Sembra impossibile. Ma quando uno vede che il suo post su Fessbuk non ha suscitato alcun commento, mentre uno che conoscete esibisce 2453 «amici», che gli inviano raffiche di «like» entusiasti, si rode. È l’altra faccia della felicità purissima (e beota) che vi coglie quando vedete un ignoto che su Twitter vi diventa follower, o che si ritwitta una delle vostre frasette acute ed originali – ma le occasioni di invidia e rodimento sono ewnormemente più frequenti che quelle di auto-soddisfazione.

Pare che la cosa che faccia più male, che rende terribili i morsi dell’invidia, è vedere le foto delle vacanze degli amici (che ovviamente vanno in posti più cool di voi, quando non addirittura top), e contare i «mi piace», i commenti e gli auguri di compleanno che riceve una vostra conoscenza, mentre di voi si ricorda solo la mamma.

Risulta da studi scientifici; tedeschi, ossia il massimo della scientificità: secondo un sondaggio pubblicato il gennaio 2013, un utente su tre (per l’esattezza: il 36,9%) si sente più infelice dopo essersi connesso a Facebook: accusa invidia, senso di solitudine, frustrazione. C’è anche uno studio di un ricercatore dell’università di Lovanio, Philippe Verduyn, che ha seguito per due settimane 89 studenti americani collegati a Facebook. Ecco il responso: «Più utilizzano Facebook, più il loro sentimento soggettivo di benessere si deteriora».

_SCOPO DELL'ESERCIZIO_: Stabilisci se ciascuna affermazione concorda con il testo sull'invidia da Facebook e rispondi sì o no, citando alla lettera le parole del testo che lo decidono. 1. Secondo il sondaggio tedesco, circa un utente su tre si sente più infelice dopo essersi collegato a Facebook. 2. Lo studio di Philippe Verduyn ha seguito gli studenti per un mese. 3. Gli studenti seguiti nello studio di Philippe Verduyn erano belgi.

_MATERIALE FORNITO_:

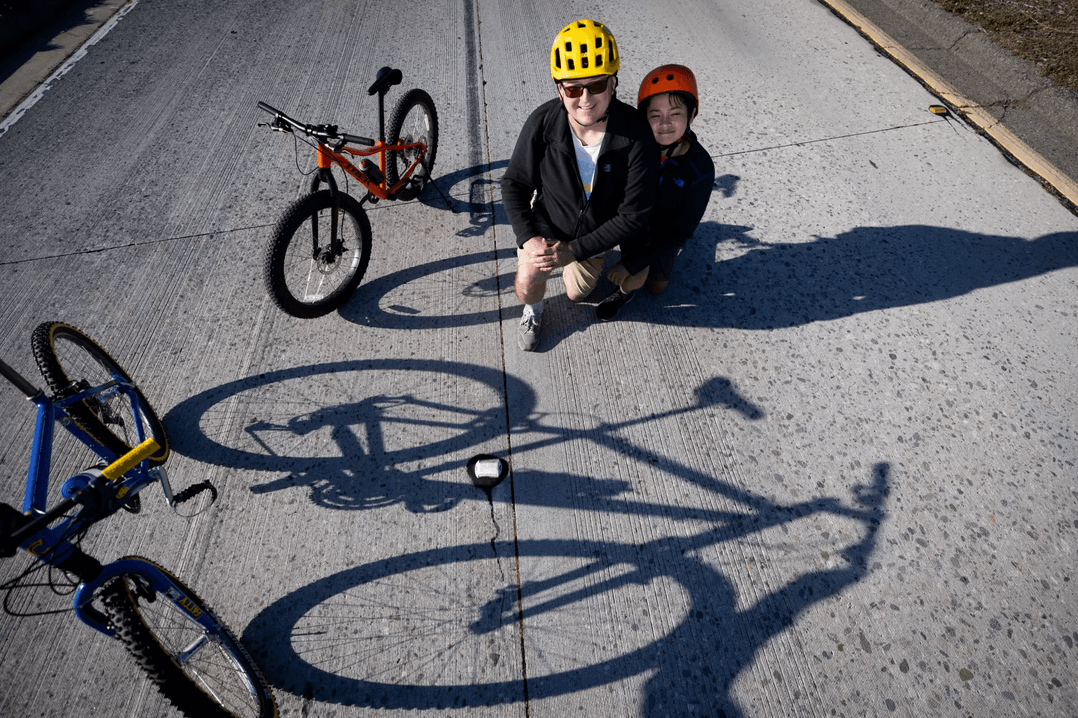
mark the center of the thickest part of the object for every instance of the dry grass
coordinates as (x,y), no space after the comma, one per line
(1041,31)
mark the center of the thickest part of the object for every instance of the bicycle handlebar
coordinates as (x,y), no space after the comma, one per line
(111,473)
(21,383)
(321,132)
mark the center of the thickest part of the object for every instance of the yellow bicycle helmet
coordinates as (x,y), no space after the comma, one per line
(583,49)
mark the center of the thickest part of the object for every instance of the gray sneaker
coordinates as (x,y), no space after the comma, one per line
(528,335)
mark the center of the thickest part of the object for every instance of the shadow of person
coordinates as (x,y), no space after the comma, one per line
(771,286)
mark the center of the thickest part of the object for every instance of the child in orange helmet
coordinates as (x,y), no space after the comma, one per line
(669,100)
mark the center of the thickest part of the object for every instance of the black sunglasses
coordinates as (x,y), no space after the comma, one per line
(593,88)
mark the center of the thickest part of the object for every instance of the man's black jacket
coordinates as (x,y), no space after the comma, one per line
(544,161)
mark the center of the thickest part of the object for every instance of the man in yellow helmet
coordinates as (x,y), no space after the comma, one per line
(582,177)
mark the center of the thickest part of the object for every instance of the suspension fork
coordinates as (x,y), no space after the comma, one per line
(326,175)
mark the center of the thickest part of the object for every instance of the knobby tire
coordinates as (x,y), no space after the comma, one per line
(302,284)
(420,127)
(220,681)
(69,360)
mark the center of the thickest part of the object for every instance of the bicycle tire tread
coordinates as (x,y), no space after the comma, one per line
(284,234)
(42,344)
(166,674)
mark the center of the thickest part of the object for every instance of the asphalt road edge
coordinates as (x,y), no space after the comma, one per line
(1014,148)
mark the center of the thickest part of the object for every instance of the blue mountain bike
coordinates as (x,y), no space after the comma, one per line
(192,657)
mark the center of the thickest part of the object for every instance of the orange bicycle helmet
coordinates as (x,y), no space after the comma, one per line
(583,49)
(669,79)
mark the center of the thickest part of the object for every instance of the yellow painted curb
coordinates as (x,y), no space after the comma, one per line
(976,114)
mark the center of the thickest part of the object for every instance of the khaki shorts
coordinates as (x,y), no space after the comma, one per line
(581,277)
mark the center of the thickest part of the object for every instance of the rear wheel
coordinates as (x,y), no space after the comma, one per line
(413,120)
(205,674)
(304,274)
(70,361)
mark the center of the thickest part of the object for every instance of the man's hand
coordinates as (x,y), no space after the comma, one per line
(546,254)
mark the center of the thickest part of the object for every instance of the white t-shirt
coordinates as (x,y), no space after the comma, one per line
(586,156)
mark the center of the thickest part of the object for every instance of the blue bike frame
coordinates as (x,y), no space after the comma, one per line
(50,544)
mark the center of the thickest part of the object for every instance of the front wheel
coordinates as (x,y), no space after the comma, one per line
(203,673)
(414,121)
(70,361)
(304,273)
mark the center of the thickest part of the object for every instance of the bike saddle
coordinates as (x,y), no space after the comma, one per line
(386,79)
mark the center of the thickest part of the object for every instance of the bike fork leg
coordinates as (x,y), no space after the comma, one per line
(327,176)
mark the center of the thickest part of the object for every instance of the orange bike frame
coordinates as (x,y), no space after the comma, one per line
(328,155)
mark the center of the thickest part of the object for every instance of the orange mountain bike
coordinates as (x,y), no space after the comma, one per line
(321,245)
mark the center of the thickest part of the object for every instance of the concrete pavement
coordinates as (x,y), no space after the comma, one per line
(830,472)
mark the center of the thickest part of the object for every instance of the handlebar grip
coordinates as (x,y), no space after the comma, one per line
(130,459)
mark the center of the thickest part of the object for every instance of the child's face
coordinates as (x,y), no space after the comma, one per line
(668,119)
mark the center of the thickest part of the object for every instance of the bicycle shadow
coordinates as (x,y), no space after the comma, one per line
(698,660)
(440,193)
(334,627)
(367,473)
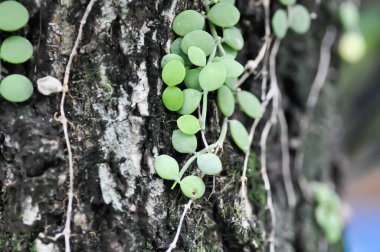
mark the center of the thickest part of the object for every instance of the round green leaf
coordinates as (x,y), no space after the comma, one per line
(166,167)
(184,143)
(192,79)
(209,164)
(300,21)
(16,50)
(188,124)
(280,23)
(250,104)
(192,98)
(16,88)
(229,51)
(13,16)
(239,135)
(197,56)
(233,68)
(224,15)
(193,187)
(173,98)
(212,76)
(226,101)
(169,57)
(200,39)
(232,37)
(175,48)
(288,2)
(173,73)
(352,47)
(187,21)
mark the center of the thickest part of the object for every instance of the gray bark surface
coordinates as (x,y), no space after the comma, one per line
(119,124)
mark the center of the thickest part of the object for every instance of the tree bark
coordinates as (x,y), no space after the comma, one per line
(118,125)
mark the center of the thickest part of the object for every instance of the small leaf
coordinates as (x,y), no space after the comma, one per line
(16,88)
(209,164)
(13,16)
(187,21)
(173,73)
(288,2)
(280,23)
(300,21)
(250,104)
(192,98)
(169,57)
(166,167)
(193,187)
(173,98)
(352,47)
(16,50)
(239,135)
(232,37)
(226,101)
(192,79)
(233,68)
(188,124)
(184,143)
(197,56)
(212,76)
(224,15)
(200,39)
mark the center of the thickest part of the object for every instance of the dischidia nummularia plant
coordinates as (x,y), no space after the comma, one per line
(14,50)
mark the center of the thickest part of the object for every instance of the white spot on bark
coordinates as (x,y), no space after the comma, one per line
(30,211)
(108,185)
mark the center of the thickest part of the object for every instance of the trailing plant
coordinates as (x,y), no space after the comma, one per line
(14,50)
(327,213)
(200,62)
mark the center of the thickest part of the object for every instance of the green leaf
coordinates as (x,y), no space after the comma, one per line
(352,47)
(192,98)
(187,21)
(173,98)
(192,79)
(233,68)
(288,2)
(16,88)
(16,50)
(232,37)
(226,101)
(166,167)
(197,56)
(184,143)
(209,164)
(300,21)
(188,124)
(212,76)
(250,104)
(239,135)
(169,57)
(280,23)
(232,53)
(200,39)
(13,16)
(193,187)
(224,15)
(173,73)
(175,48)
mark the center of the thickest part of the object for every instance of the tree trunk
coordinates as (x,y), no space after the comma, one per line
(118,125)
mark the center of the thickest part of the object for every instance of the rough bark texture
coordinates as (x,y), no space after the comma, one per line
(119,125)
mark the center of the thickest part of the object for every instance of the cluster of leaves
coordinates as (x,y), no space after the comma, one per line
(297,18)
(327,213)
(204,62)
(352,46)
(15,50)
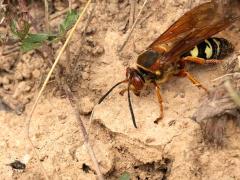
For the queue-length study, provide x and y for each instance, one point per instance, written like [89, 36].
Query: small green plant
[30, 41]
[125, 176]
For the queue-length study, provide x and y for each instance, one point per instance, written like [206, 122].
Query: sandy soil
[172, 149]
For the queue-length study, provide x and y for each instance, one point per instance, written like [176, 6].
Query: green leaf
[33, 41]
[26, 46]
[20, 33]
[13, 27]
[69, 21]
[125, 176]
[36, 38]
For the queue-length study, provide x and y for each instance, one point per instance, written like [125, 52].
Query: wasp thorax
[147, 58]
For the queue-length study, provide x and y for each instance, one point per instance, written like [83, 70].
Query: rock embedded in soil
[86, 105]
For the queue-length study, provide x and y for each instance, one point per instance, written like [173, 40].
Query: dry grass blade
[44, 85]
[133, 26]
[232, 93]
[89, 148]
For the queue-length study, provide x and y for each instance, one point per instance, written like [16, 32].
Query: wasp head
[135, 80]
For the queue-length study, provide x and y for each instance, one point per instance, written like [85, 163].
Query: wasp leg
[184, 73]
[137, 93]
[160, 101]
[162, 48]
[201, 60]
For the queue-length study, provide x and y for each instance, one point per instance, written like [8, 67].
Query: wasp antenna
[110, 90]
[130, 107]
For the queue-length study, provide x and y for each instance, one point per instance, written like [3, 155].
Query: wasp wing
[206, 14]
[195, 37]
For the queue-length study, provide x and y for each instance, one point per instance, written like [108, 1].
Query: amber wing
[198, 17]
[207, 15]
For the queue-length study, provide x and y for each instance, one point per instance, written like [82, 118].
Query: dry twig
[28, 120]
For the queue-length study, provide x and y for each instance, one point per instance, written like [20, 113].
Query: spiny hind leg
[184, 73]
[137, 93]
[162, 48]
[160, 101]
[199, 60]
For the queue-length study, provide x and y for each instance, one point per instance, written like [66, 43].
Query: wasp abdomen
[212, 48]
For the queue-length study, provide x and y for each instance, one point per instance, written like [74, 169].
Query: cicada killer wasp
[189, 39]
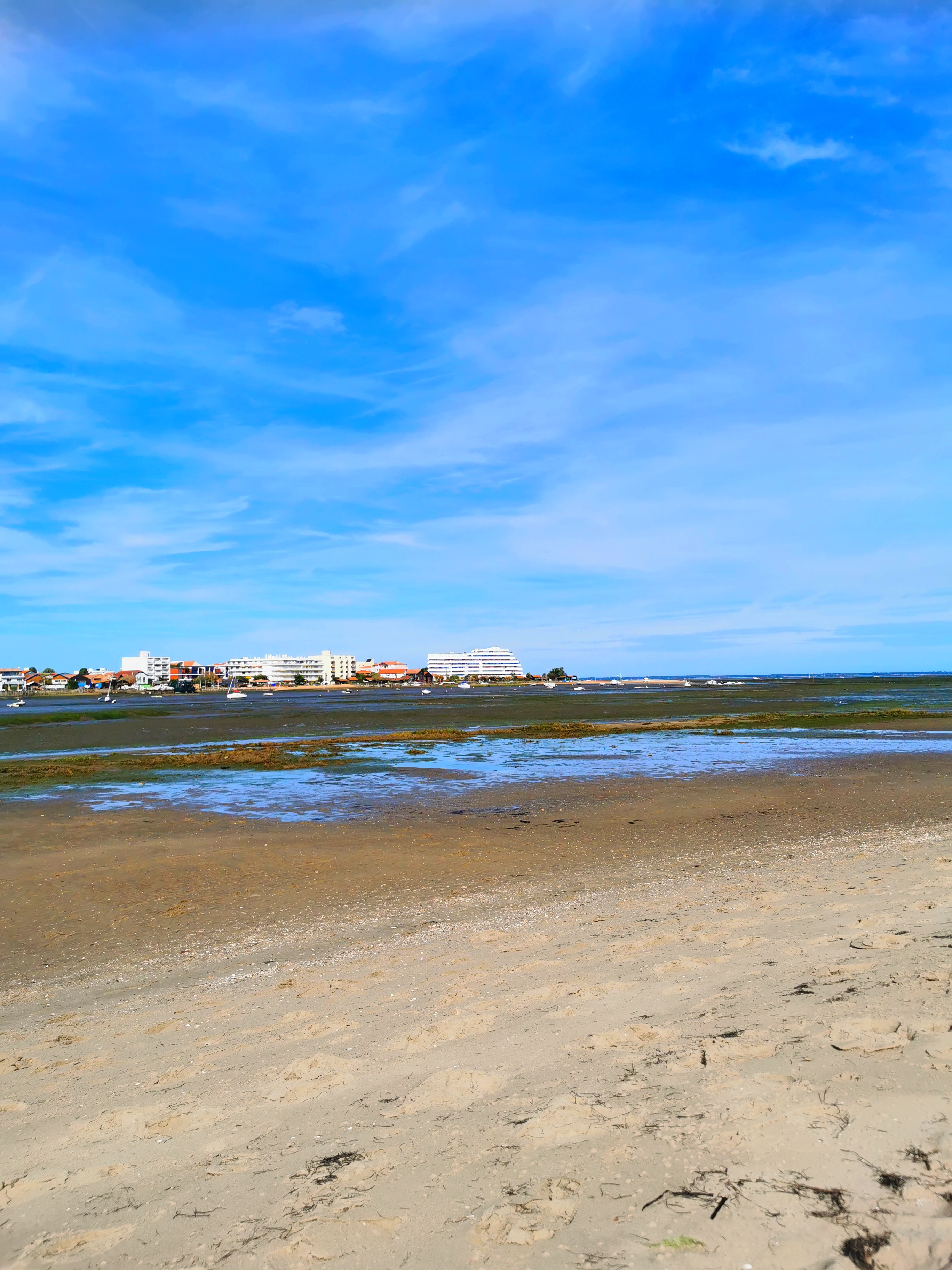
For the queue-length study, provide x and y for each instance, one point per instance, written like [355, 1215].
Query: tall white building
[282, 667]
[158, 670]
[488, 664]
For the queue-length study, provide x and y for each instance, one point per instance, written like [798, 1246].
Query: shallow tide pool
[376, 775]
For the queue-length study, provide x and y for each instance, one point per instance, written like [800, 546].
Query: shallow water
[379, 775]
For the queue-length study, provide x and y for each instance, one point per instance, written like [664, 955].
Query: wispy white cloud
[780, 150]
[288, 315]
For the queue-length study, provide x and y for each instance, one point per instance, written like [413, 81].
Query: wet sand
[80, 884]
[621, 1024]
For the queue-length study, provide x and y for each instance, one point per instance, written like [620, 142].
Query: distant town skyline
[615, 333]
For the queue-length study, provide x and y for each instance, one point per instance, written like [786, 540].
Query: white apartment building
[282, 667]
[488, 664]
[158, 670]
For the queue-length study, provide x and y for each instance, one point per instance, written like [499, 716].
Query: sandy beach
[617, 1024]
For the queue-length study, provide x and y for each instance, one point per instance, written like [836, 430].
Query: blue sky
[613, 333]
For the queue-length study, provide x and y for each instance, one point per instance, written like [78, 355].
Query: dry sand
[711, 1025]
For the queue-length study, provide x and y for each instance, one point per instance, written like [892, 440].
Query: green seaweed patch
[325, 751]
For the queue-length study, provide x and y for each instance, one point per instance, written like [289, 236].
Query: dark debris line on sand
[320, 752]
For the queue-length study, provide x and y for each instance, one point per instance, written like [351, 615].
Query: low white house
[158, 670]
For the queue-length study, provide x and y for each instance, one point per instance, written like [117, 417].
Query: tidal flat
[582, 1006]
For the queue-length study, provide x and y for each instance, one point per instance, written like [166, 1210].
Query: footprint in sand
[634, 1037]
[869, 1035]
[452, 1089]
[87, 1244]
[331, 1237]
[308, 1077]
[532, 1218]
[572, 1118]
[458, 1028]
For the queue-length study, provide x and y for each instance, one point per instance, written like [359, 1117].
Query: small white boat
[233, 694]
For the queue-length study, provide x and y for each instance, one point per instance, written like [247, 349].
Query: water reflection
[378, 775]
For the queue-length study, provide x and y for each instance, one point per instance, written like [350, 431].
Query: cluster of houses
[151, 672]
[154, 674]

_RISULTATO_:
1. Sì: «un utente su tre (per l’esattezza: il 36,9%) si sente più infelice dopo essersi connesso a Facebook».
2. No: «ha seguito per due settimane 89 studenti americani».
3. No: «89 studenti americani».